=== Your assignment ===
Please restate the data word for word.

=== Data section ===
^^^^^^^^
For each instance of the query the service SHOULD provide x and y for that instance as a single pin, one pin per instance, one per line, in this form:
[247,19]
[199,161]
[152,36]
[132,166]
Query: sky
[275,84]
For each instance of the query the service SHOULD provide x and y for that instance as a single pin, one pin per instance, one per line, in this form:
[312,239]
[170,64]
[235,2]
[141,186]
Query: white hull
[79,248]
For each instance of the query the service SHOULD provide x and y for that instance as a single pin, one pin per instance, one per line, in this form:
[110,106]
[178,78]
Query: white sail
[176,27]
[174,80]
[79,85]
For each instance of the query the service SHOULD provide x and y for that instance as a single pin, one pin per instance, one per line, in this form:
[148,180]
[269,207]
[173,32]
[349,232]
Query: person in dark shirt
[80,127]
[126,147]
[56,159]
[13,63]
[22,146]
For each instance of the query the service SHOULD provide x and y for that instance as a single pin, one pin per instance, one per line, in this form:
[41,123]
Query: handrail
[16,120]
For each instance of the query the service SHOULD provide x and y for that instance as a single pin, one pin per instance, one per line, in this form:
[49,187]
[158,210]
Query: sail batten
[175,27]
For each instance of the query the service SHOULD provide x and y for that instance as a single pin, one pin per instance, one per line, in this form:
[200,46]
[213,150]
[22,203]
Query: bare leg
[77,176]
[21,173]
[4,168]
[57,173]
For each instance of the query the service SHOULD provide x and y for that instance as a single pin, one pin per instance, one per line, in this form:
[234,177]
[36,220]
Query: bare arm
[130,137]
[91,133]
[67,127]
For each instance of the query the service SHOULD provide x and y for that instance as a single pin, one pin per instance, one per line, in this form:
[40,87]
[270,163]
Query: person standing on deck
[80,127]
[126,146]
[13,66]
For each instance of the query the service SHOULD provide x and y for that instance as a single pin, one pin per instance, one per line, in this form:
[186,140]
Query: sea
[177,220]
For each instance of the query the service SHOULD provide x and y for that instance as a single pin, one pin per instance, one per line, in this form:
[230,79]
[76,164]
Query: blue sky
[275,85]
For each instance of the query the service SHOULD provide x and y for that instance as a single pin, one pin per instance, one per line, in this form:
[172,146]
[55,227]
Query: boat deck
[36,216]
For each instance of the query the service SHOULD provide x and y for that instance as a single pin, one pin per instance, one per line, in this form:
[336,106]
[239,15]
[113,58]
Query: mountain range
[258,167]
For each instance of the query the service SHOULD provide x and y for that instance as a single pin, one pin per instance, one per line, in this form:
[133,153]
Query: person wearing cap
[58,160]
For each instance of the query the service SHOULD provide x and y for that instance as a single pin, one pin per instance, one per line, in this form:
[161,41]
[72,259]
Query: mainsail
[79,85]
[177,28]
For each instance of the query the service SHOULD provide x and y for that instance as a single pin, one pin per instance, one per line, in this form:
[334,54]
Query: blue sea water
^^^^^^^^
=== Answer to the problem ===
For each instance of the query the service SHOULD provide x and y for that instance as a single pin, one pin per instance, one per line, in this form:
[247,19]
[199,161]
[152,36]
[132,166]
Query: sky
[275,84]
For each instance of the query the service SHOULD provide x and y for that instance as a single pin, one pin per instance, one per line, in this form:
[312,239]
[170,64]
[235,2]
[141,186]
Query: white hull
[79,248]
For each instance of the query the service SHOULD provide x and y for that instance as a single pin, one pin per instance, one per line, in this form:
[110,106]
[178,78]
Query: white sail
[176,27]
[174,80]
[79,85]
For each instance of the query the service SHOULD provide x and y for that instance as a single pin, one pin per instance, one per line, in this form:
[148,180]
[269,207]
[173,32]
[349,232]
Query: person in dark shirt
[80,127]
[126,147]
[56,159]
[13,63]
[22,146]
For each instance of the query the service SHOULD provide x and y for that instance as a single pin, one pin per instance, one per line, in this form:
[41,123]
Query: handrail
[16,120]
For each instance of the query the service SHOULD provide x and y for that instance as a single pin, one pin per instance, one per line, in this form:
[49,187]
[158,210]
Query: sail batten
[175,27]
For each instance of the query the service SHOULD provide x and y for that instance as a single pin, one pin per instance, one per line, in this form:
[200,46]
[213,150]
[22,203]
Query: bare leg
[77,176]
[21,173]
[4,168]
[57,173]
For each instance of the query the service SHOULD provide x and y for that instance as a single pin, one pin per instance, one per line, in this form:
[234,177]
[36,220]
Query: bare arm
[130,137]
[91,133]
[67,127]
For each instance of the query the service SHOULD provide x and y for that instance as a single pin, one pin per instance, one per line, in this form:
[40,87]
[270,163]
Query: person standing on deck
[80,127]
[126,146]
[13,66]
For each instance of the query the service SHOULD provide x and y for that instance as a single pin, one pin per instance, one per line, in this form:
[186,140]
Query: sea
[177,220]
For each instance of the query the service SHOULD provide x and y for that instance as a single pin, one pin per instance, one per line, in this form:
[230,79]
[76,164]
Query: blue sky
[275,85]
For each instance of the query the service SHOULD provide x and y for that instance as a single pin, one pin per instance, one per line, in this form:
[172,146]
[55,227]
Query: boat deck
[36,216]
For each instance of the query the service SHOULD provide x and y for that instance as a single pin, one pin per instance, one per line, in this form:
[336,106]
[239,15]
[113,58]
Query: mountain range
[258,167]
For each instance of the query the service SHOULD provide x and y for that instance as a single pin, one pin per instance, one per line, in this form:
[133,153]
Query: person wearing cap
[58,160]
For each instance of the query the service SHOULD provide x and y for that instance as a single pin, one pin per instance, one per line, in this form:
[161,41]
[72,259]
Query: mainsail
[79,85]
[177,28]
For each instance of the query the service SHOULD provide x and y for that instance as a single pin, one pin per instance, one per line, in this form:
[334,54]
Query: blue sea water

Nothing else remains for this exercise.